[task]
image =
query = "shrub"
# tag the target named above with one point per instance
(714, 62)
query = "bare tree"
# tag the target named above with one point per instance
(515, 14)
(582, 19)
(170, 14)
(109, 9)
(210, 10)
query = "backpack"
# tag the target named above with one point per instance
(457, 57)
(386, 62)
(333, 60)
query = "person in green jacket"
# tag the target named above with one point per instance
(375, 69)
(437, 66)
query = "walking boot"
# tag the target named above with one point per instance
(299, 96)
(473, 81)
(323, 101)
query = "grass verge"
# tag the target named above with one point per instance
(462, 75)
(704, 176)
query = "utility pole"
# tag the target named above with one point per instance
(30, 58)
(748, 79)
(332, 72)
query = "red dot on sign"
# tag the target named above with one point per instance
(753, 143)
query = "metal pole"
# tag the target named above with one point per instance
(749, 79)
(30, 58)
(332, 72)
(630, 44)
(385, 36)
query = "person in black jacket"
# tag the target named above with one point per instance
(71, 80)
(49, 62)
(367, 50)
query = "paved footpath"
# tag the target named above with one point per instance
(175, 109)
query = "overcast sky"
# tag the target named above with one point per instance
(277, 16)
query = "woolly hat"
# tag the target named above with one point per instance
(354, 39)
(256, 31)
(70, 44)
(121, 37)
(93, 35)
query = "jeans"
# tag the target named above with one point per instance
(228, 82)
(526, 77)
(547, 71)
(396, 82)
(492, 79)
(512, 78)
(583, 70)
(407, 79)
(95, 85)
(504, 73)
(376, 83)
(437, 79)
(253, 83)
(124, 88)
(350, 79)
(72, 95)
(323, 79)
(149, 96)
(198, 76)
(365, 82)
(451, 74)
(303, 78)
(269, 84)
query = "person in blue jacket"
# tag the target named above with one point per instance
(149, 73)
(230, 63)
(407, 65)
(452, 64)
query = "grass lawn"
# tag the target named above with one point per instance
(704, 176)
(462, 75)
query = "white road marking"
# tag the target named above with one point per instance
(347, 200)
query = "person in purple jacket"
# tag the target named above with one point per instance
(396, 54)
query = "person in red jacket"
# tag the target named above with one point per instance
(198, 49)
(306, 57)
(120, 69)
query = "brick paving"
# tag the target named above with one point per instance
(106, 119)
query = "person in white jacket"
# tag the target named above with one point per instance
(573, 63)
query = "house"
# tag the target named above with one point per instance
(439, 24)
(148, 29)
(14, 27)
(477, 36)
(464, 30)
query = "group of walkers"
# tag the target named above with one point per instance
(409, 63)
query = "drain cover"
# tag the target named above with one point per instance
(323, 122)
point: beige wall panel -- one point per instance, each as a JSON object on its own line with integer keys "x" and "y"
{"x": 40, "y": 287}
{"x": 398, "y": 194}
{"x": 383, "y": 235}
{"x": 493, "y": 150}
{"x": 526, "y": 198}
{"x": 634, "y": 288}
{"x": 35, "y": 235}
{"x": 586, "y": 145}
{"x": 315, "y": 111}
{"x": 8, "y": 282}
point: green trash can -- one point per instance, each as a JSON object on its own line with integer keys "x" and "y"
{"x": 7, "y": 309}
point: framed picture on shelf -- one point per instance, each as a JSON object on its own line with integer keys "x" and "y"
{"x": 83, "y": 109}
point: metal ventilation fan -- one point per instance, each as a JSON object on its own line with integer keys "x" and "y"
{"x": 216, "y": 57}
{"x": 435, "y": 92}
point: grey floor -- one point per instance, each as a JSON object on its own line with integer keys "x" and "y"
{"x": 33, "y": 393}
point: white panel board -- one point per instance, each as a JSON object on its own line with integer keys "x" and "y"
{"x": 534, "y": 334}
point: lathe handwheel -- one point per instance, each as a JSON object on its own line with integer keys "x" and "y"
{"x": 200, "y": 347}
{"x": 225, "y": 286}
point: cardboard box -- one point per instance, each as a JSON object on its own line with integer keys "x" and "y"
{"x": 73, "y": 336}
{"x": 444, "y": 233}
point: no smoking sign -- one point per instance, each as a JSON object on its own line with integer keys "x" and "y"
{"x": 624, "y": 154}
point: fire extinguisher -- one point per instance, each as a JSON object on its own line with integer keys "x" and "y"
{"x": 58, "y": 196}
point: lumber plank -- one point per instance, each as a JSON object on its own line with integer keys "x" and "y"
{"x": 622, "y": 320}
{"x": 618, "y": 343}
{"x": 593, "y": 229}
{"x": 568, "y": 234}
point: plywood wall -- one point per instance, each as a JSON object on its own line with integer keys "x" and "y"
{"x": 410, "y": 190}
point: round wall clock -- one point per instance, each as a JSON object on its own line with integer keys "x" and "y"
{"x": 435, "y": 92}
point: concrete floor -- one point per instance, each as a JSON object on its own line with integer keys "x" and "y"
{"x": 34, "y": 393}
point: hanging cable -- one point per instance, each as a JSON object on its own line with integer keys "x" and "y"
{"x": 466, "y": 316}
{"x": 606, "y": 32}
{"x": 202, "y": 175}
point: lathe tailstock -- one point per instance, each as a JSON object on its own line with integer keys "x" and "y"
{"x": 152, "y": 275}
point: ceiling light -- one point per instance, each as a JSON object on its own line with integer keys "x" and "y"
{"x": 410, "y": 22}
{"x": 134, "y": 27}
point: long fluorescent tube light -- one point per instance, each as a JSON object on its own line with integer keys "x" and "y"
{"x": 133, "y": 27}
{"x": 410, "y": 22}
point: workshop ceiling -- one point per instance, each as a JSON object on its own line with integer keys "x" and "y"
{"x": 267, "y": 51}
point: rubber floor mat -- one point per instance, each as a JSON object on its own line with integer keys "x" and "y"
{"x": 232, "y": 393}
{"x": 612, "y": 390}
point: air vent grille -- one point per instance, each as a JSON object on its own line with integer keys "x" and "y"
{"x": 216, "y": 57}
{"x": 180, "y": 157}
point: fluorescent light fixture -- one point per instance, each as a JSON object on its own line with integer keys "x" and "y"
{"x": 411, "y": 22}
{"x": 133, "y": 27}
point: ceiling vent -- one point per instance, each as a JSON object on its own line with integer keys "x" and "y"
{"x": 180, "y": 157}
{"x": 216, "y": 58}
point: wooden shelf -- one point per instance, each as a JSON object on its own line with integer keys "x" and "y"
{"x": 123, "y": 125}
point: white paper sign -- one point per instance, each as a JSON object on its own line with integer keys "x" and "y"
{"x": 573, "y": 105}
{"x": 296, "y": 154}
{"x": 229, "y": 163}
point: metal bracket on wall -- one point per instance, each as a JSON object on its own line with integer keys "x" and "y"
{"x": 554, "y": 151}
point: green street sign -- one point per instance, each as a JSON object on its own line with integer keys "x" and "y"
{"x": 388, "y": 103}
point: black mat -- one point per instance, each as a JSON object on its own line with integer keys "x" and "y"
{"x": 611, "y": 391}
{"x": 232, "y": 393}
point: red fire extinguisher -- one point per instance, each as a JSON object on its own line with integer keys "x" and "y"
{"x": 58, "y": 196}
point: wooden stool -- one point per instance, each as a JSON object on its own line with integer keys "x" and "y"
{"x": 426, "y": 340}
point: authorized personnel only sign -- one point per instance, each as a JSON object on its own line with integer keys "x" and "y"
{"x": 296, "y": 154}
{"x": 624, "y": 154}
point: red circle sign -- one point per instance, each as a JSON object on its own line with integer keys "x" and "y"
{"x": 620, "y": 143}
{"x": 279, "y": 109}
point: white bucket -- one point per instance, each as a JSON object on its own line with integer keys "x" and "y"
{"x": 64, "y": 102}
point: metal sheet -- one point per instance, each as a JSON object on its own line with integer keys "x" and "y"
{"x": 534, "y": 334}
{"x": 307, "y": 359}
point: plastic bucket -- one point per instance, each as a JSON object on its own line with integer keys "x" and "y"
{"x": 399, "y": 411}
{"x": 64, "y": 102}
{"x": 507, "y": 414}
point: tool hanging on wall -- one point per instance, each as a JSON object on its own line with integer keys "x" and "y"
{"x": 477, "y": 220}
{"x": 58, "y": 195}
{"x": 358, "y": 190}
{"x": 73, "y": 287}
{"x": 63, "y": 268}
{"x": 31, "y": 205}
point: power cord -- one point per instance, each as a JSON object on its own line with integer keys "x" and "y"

* * * *

▶ _REQUIRED WORK_:
Whichever lines of the material hold the word "jacket", find and copy them.

▶ _THE COMPLETED TASK_:
query = "person in green jacket"
query = "person in black jacket"
query = "person in blue jacket"
query = "person in purple jacket"
query = "person in red jacket"
query = "person in white jacket"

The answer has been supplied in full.